Greenwashing: Do’s and don’ts in communicating your impact accomplishments
On a beautiful autumn day in Amsterdam, the Benelux B Corp community came together for the first time in three years. A perfect Thursday afternoon to network, learn and discuss. The room was bustling with ambassadors of many diverse B Corps, with the pleasant, missed-for-so-long noise of chit-chats. What awaited them? An afternoon full of inspiration on this year’s very topical and timely theme: Greenwashing.
Tessa van Soest, Executive Director of B Lab Benelux, opens the day and emphasizes the importance of the topic of Greenwashing. “Your goal as a B Corp is not only about avoiding the risk of being accused of greenwashing but to actually become a force for good. We all are not in this for the marketing game.”
So, what is greenwashing? Why is it harmful? And how do you, as a company, avoid it?
Keynote speakers: If you want to avoid misleading consumers, avoid generic and absolute sustainability claims.
Keynote speaker Hiske Arts, campaigner at Fossielvrij NL explains why they are suing KLM for their advertisement claims of ‘’flying responsibly’’ and ‘’CO2-Zero’’. She believes that there are two harmful aspects of greenwashing. What is being said, and what is not being said.
Generic terms such as ‘’responsible, green, sustainable’’ and even absolute terms such as ‘’CO2-Zero’’ often cannot be supported by facts, which is misleading for consumers when used in advertising.
– Hiske Arts, Campaigner at Fossielvrij NL
However, she says, ‘’greenwashing is also about what a company does not say. You cannot leave out information that a customer needs to know in order to make an informed decision about the product. Now, if you think: but my intentions are good, I want to do good for the world! I say to them: the question of whether you are greenwashing is not about your intention, but it is defined by how your claim is likely to be understood by the consumer.’’
Key takeaways for you as a brand:
- Don’t use generic or absolute claims in your advertising, especially if you can’t support them with an explanation.
- Give the whole story, don’t conveniently omit certain information.
- Step into the shoes of your customer; how do they interpret your claims? Is that what you want to bring across?
Keynote speaker Stan Veldhuis, lawyer at Authority for Consumers and Markets (ACM), explains the regulations and guidelines on greenwashing. ACM recently investigated the vague and generic claims of Decathlon (‘’Ecodesign’’) and H&M (‘’Conscious’’), with success, because these claims are now no longer used. He explained five rules of thumb for using sustainability claims in advertising:
- Make clear what sustainability benefits the product offers.
- Substantiate your sustainability claims and keep them up to date.
- Avoid vague comparisons with other products: ‘’greener than…’’.
- Be honest and specific about your company’s efforts.
- Make sure that visual claims and labels are useful to consumers, not confusing.
Panel: Communicate your sustainability accomplishments and goals in a credible way
With those insightful points in mind, we moved on to a panel, where multi-disciplinary experts shared their thoughts:
- Niki Kauffmann-Schilling (Head of Innovation & Sustainability at Rituals)
- Wim Vermeulen (Researcher & Director of Strategy and Sustainability at Bubka)
- Stan Veldhuis (Lawyer at ACM)
- Martine Doppen (Campaigner at Reclame Fossielvrij)
- Moderator Kiki Boreel (Dutch Climate Ambassador for the Future at the Ministry of Economics and Climate)

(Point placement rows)

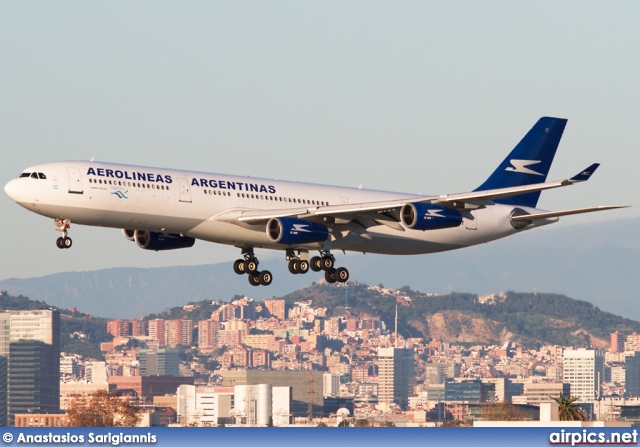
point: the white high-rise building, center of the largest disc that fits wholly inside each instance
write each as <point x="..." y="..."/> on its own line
<point x="204" y="406"/>
<point x="584" y="371"/>
<point x="395" y="376"/>
<point x="29" y="363"/>
<point x="330" y="384"/>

§ **Task to carry out**
Reproduce the part of the greenwashing article above starting with "- Substantiate your" and going on through "at Reclame Fossielvrij)".

§ **In response**
- Substantiate your sustainability claims and keep them up to date.
- Avoid vague comparisons with other products: ‘’greener than…’’.
- Be honest and specific about your company’s efforts.
- Make sure that visual claims and labels are useful to consumers, not confusing.
Panel: Communicate your sustainability accomplishments and goals in a credible way
With those insightful points in mind, we moved on to a panel, where multi-disciplinary experts shared their thoughts:
- Niki Kauffmann-Schilling (Head of Innovation & Sustainability at Rituals)
- Wim Vermeulen (Researcher & Director of Strategy and Sustainability at Bubka)
- Stan Veldhuis (Lawyer at ACM)
- Martine Doppen (Campaigner at Reclame Fossielvrij)